_Objective_.
Reproduce every item below, switching each occurrence of "Note for the class" to "Note for the team" and leaving all other text unchanged.

______

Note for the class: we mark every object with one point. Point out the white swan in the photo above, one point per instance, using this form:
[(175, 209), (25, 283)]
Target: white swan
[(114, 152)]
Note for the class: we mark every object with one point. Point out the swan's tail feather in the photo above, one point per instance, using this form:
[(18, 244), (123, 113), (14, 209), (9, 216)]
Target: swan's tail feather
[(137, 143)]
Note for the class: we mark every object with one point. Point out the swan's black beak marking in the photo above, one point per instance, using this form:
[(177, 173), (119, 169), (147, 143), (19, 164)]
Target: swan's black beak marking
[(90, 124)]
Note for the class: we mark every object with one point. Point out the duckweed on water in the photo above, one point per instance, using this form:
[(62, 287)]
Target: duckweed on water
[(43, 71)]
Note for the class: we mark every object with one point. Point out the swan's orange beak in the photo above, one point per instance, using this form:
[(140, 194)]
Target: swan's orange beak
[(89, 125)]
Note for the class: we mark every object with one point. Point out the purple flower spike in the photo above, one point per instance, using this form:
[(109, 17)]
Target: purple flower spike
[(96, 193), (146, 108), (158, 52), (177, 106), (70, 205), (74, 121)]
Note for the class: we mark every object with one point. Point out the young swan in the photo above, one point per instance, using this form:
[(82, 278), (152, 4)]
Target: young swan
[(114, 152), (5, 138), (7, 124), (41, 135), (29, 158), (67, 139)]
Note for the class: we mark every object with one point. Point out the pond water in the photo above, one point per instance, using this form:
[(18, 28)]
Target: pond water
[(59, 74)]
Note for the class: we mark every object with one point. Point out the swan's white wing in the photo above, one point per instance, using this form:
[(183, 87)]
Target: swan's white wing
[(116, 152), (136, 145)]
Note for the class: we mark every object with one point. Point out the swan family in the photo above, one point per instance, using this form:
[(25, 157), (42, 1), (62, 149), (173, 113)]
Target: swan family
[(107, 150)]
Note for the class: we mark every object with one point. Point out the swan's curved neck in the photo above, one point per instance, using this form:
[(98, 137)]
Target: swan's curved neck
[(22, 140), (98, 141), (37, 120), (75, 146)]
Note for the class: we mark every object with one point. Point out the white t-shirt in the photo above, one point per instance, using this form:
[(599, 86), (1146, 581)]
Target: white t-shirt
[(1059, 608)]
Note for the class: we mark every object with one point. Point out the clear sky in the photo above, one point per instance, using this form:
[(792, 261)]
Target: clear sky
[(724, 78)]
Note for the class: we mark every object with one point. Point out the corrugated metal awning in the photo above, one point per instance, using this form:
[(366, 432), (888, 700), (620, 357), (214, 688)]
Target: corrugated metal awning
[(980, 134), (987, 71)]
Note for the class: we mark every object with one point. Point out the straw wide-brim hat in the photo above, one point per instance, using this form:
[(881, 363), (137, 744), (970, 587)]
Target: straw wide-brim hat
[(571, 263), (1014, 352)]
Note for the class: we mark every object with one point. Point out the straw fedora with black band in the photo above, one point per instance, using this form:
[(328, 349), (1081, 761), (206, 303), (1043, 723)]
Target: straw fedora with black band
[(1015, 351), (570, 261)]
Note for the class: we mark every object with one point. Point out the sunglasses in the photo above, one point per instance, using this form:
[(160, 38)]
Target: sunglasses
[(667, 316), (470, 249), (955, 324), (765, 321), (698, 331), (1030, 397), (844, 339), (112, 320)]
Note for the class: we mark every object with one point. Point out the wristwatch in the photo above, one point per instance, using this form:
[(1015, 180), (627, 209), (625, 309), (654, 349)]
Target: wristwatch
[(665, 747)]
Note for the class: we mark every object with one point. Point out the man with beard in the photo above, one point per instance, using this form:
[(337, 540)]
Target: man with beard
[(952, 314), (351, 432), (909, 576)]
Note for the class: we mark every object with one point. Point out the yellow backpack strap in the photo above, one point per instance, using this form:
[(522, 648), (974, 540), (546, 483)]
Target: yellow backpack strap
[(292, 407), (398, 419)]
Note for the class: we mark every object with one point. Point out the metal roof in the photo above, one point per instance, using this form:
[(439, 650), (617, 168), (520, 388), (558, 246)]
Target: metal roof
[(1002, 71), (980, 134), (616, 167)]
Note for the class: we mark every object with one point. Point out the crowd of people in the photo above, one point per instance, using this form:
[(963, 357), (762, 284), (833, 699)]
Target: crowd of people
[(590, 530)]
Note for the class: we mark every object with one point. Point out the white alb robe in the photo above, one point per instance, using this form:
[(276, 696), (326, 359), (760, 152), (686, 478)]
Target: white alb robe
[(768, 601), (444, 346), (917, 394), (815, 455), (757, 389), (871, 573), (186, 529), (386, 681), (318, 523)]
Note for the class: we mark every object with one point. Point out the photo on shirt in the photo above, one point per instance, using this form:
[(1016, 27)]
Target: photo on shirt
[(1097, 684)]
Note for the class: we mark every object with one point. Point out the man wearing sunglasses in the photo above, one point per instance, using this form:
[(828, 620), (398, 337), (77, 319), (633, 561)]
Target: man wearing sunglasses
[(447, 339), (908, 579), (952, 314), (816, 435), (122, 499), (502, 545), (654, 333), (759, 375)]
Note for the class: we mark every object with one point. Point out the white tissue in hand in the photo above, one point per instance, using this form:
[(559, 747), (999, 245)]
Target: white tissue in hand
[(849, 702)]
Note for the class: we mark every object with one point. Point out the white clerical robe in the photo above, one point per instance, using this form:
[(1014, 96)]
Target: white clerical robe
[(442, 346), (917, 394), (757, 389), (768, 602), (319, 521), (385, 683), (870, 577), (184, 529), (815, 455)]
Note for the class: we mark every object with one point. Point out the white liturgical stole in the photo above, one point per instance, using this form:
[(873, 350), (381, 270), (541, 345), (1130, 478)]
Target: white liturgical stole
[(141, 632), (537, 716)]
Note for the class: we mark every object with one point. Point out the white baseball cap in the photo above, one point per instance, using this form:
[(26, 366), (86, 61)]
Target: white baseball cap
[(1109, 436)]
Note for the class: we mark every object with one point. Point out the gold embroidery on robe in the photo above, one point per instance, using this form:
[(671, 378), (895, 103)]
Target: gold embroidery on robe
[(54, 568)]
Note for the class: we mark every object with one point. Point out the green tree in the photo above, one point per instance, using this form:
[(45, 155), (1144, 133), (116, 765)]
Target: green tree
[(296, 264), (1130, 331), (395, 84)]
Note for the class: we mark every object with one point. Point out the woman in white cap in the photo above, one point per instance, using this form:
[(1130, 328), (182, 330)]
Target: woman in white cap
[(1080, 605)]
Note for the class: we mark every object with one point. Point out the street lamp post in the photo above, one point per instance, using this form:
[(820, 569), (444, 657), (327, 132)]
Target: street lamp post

______

_Response to this task_.
Note for the team: we mark every object with one point. Point out the white swan in the photo above, one point per instance, using this form:
[(175, 209), (25, 283)]
Target: white swan
[(114, 152)]
Note for the team: we mark every object with one point. Point out the swan's tail feather in the photo above, one point per instance, using this form:
[(18, 244), (123, 113), (14, 209), (9, 216)]
Target: swan's tail feather
[(137, 143)]
Note for the team: we mark every object with one point. Point out the swan's black beak marking in the photo above, one point per instance, using this form:
[(177, 173), (119, 169), (147, 143), (19, 164)]
Target: swan's black beak marking
[(90, 124)]
Note for the team: we mark every object with one point. Point out the duckweed on water in the photo above, one point per instance, using this form:
[(62, 287)]
Target: duckweed on water
[(43, 71)]
Note for the team: we mark every object with one point. Point out the swan's orange beak in the photo above, one point per instance, using this form:
[(140, 194)]
Target: swan's orange beak
[(89, 125)]
Note for the team: we mark every object with one point. Point out the purple flower spike in the photo above, one point per instance, using this form:
[(109, 17)]
Target: purple flower spike
[(96, 193), (146, 108), (158, 52), (177, 106), (70, 205), (74, 121)]
Note for the team: we mark every object with one point. Point out the young swan in the photo above, one point per instance, using this form:
[(82, 278), (152, 4)]
Target: young swan
[(114, 152), (5, 138), (7, 124), (41, 135), (29, 158), (67, 139)]
Note for the team: we mark every object with one point. Point out the pond water in the photo above, one point per instance, using this form:
[(18, 28)]
Target: pond water
[(59, 74)]
Note for the team: we mark every object with one point. Point out the swan's white wing in the photo above, one point per instance, using this form:
[(183, 87)]
Target: swan's white wing
[(116, 152), (136, 145)]
Note for the team: we mark every object with one point. Point out the swan family in the photo above, one point per instance, using this form:
[(25, 157), (42, 1), (62, 149), (173, 113)]
Target: swan family
[(107, 150)]
Note for the team: we mark every object with one point. Point out the swan's curved neck in the photo above, one point per instance, using this form:
[(98, 137)]
Target: swan's curved neck
[(22, 140), (98, 141), (37, 120), (75, 146)]
Note for the team: we mark every object with one point. Point out the white t-shirt in the photo above, one point per instance, using this form:
[(599, 86), (1146, 581)]
Target: white t-shirt
[(1059, 608)]
Note for the team: we mark every object with one point. Point out the clear sky in the photo above, one point per instance, using this form:
[(792, 261)]
Target: clear sky
[(724, 78)]
Note for the team: we mark every object with one point. Point out the corrugated metal awning in the photo above, one point per instance, using this form:
[(366, 432), (888, 700), (620, 357), (214, 688)]
Target: corrugated metal awning
[(980, 134), (987, 71)]
Note for the team: we mark every object with one point. Point out the straw wide-brim hat in the photo above, one point per instance, using this form:
[(881, 363), (137, 744), (970, 587)]
Target: straw wide-brim hat
[(571, 263), (1014, 352)]
Note for the team: we mark every object with one point. Point out the straw fedora with black band in the photo above, one point per instance, using this form:
[(328, 349), (1081, 761), (206, 303), (1043, 723)]
Target: straw fedora with black band
[(1015, 351), (570, 261)]
Note for the team: we mark every object with one point. Point out the sunglasses in the photo above, one point per instance, using this form:
[(160, 38)]
Target: sunglasses
[(667, 316), (470, 249), (955, 324), (765, 321), (698, 331), (1030, 397), (844, 339), (112, 320)]
Note for the team: we mark every object with one point. Point out the wristwatch in the photo above, one point per instance, using this form:
[(1015, 180), (627, 209), (625, 309), (654, 349)]
Target: wristwatch
[(665, 747)]
Note for the team: we mark every object with one point. Point out the man with beard in the photo above, one point per instance, using this form:
[(337, 540)]
Target: man with beard
[(952, 314), (351, 432), (909, 576)]
Note for the team: we mark every object with one point. Point out the yellow backpack strap in the photo above, one point per instance, using this form:
[(522, 648), (974, 540), (546, 483)]
Target: yellow backpack strap
[(292, 407), (398, 419)]
Note for the team: we mark every object with one point. Point out the metal roof in the photo above, one point per instance, using this form:
[(439, 650), (617, 168), (520, 388), (558, 246)]
Target: metal roof
[(1002, 71), (980, 134), (616, 167)]
Note for the team: we mark every object with one point. Point out the crowd of people in the photo above, one point per instance, using this form:
[(963, 357), (762, 284), (833, 699)]
Target: crowd of people
[(590, 530)]
Note for the team: we mark every object with one point. Point out the white alb robe in the photo above, one point per instance, using this form:
[(276, 696), (326, 359), (760, 152), (686, 478)]
Target: white alb robe
[(768, 601), (444, 346), (917, 394), (815, 455), (757, 389), (871, 573), (186, 529), (386, 681), (318, 523)]
Note for the team: we mark every object with one point. Point out the photo on shirt in the photo above, one point per instance, using this form:
[(1016, 27)]
Target: photo on shirt
[(1097, 684)]
Note for the team: we mark every object with one point. Point out the man wearing sunglasses in the photo above, one point per instance, using this form:
[(828, 620), (398, 337), (77, 319), (633, 561)]
Target: man wearing sunglasses
[(447, 339), (908, 579), (952, 314), (816, 435), (122, 499), (502, 545), (654, 333), (759, 375)]
Note for the team: we mark every object with one point. Point out the white tissue in hand in the photo above, one point per instance, using this form:
[(559, 747), (999, 245)]
Target: white tissue in hand
[(849, 702)]
Note for the team: we mark every object with one point. Point out the white clerical robe in the photo above, one point per instance, using this form:
[(1014, 96)]
Target: white clerical robe
[(442, 346), (917, 394), (757, 389), (768, 602), (319, 521), (385, 683), (870, 577), (184, 529), (815, 455)]
Note for the team: we mark every object with one point. Point out the white liturgical stole in the photo above, one point per instance, using this form:
[(873, 350), (381, 270), (541, 345), (1130, 478)]
Target: white liturgical stole
[(141, 632), (537, 716)]
Note for the team: we mark every object with one point. Point out the white baseball cap in the photo above, one point per instance, using this form:
[(26, 366), (86, 61)]
Target: white baseball cap
[(1109, 436)]
Note for the team: we mark every object with one point. Point out the gold embroidery on robe in the photo above, one point per instance, using this form:
[(671, 378), (895, 103)]
Target: gold embroidery on robe
[(54, 568)]
Note for the team: we mark every object with one point. Point out the green tree in the photo above, one point per instance, using this form:
[(45, 155), (1144, 133), (116, 765)]
Target: green tree
[(296, 264), (1130, 331), (395, 84)]
Note for the team: we mark every object with one point. Point out the woman in white cap in the photo above, one point per instance, using this form:
[(1130, 328), (182, 330)]
Target: woman in white cap
[(1080, 605)]
Note for the team: we mark every object with one point. Point out the street lamp post in the photo above, one point per instance, using this form:
[(820, 569), (444, 657), (327, 132)]
Target: street lamp post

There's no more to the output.